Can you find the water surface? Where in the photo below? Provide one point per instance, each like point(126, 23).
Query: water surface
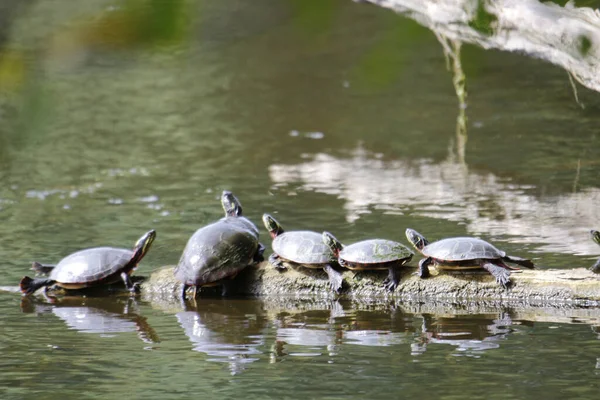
point(118, 117)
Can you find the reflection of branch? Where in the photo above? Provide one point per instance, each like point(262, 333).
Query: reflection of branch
point(574, 86)
point(452, 54)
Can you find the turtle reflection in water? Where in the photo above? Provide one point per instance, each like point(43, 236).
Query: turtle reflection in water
point(596, 238)
point(301, 248)
point(103, 315)
point(91, 267)
point(220, 250)
point(374, 254)
point(464, 253)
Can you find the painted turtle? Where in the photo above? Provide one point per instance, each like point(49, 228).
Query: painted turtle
point(464, 253)
point(219, 250)
point(373, 254)
point(596, 238)
point(91, 267)
point(301, 248)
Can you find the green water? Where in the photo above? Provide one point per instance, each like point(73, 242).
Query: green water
point(120, 117)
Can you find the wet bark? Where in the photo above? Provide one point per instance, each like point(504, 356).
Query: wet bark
point(570, 286)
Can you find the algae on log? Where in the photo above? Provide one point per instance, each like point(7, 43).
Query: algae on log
point(575, 286)
point(565, 36)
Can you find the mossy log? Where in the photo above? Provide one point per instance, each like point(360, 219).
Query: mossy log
point(570, 286)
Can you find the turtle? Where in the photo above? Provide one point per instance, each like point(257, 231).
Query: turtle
point(372, 254)
point(91, 267)
point(301, 249)
point(596, 238)
point(465, 253)
point(219, 250)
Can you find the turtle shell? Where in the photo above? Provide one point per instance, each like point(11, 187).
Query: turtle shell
point(217, 251)
point(91, 265)
point(302, 247)
point(375, 251)
point(462, 249)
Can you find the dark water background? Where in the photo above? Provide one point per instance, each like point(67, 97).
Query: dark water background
point(117, 117)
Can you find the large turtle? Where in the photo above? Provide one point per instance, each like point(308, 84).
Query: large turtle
point(596, 238)
point(91, 267)
point(219, 250)
point(464, 253)
point(301, 249)
point(373, 254)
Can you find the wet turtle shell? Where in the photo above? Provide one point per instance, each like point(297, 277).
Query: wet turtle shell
point(90, 266)
point(217, 251)
point(369, 254)
point(302, 247)
point(462, 249)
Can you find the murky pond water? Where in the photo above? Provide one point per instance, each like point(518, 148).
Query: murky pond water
point(118, 117)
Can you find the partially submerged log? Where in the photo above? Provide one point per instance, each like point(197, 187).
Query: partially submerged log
point(570, 286)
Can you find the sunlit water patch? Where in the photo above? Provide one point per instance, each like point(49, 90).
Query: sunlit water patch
point(486, 204)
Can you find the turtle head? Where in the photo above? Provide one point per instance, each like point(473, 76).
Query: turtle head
point(416, 239)
point(595, 236)
point(231, 205)
point(143, 245)
point(335, 245)
point(272, 226)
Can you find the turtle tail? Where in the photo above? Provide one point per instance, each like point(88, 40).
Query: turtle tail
point(41, 268)
point(29, 285)
point(520, 261)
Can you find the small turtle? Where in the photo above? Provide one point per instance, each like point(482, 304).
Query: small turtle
point(219, 250)
point(301, 248)
point(373, 254)
point(596, 238)
point(91, 267)
point(464, 253)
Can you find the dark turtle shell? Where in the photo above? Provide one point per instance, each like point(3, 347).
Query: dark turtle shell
point(375, 251)
point(91, 265)
point(462, 249)
point(217, 251)
point(302, 247)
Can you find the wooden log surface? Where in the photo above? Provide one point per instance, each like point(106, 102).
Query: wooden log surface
point(578, 287)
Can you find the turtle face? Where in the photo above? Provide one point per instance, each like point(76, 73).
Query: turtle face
point(143, 245)
point(416, 239)
point(595, 236)
point(333, 243)
point(231, 205)
point(272, 226)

———

• [To do]
Copy each line above precisely, dropping the pictures.

• [Task response]
Can you find the water surface? Where in the photo below? Provide one point per instance, each like point(126, 23).
Query: water surface
point(118, 117)
Can you find the reflection of branch? Where in the photo above? Provide one point per instance, each like point(262, 333).
Query: reflection of branch
point(574, 86)
point(452, 54)
Can you find the turtle reflection in water? Where in the photo above? Provide one point per instance, each like point(43, 236).
Query: turtle reflection in water
point(596, 238)
point(301, 248)
point(103, 315)
point(91, 267)
point(220, 250)
point(374, 254)
point(464, 253)
Can you find the painted turtle? Where in the photo above? Provide one point per instance, each like point(49, 228).
Query: painted turtle
point(464, 253)
point(219, 250)
point(373, 254)
point(596, 238)
point(91, 267)
point(301, 248)
Can you find the green water? Where in the photo above? Provide one point per instance, each like point(73, 242).
Query: green water
point(120, 117)
Can you find the wet bark? Where in the photo above? Provide one point per instance, each like point(504, 356).
Query: wet bark
point(570, 286)
Can you find the algae on log? Where in the photo above? Provide one point per instance, each like point(7, 43).
Query: algae on log
point(575, 286)
point(565, 36)
Can you find the mossy log? Where in the photo above? Provide one point per instance, each like point(360, 219).
Query: mossy log
point(570, 286)
Can you find the turtle? Where in the photo above? Provide one point per instance, each like point(257, 231).
Query: turtle
point(372, 254)
point(91, 267)
point(301, 249)
point(596, 238)
point(465, 253)
point(219, 250)
Can you find the turtle shell? Where in the photo above? Provide one point per instance, each like point(11, 187).
Query: turtle shell
point(217, 251)
point(91, 265)
point(302, 247)
point(375, 251)
point(462, 249)
Can you find the dark water background? Where in the photo above? Provide one point per instance, each like point(67, 97).
Query: dark water background
point(117, 117)
Can you find the large turtle? Where in the photo above? Provide one point per instance, each like point(308, 84).
Query: large turtle
point(596, 238)
point(91, 267)
point(219, 250)
point(464, 253)
point(301, 249)
point(373, 254)
Can you find the wet turtle shell? Where in the photo above? Provide one point per instance, each like point(297, 277).
Query: wet turtle shell
point(90, 266)
point(217, 251)
point(369, 254)
point(302, 247)
point(462, 249)
Can you find the murky pond water? Where in the photo above? Provide one point per instance, each like point(518, 148).
Query: murky pond water
point(118, 117)
Can you find the partially submerged log? Where in the photo above? Provide one point per instance, each like point(197, 187).
Query: partially submerged log
point(570, 286)
Can you find the sunlit water patch? Where in the photo above? Provide one point per instance, each like point(49, 90).
Query: sunlit water patch
point(486, 204)
Can you find the turtle head? Where in the photo above? Provide one point per instance, each like point(473, 76).
Query: turtle head
point(416, 239)
point(595, 236)
point(231, 205)
point(143, 245)
point(335, 245)
point(272, 226)
Can you find the turtle tail? Where in the photo above? Provide one point per instance, each like point(88, 40).
Query: turtle tail
point(41, 268)
point(29, 285)
point(520, 261)
Can you find the small turtle? Where in the photo above? Provide one point per instance, each like point(482, 304).
Query: small turtle
point(219, 250)
point(301, 248)
point(373, 254)
point(596, 238)
point(91, 267)
point(464, 253)
Can you find the dark turtle shell? Where in the photo above? Provide one point per instance, each like point(3, 347).
Query: dark turtle shell
point(375, 251)
point(91, 265)
point(462, 249)
point(217, 251)
point(302, 247)
Can you find the wooden log surface? Where in the photo above? Provide one point per instance, each like point(106, 102).
Query: wooden log surface
point(578, 287)
Can you find the turtle face? Where in the photo above? Provide one point per instance, each like point(76, 73).
Query: turtle face
point(143, 245)
point(416, 239)
point(595, 236)
point(333, 243)
point(231, 205)
point(272, 226)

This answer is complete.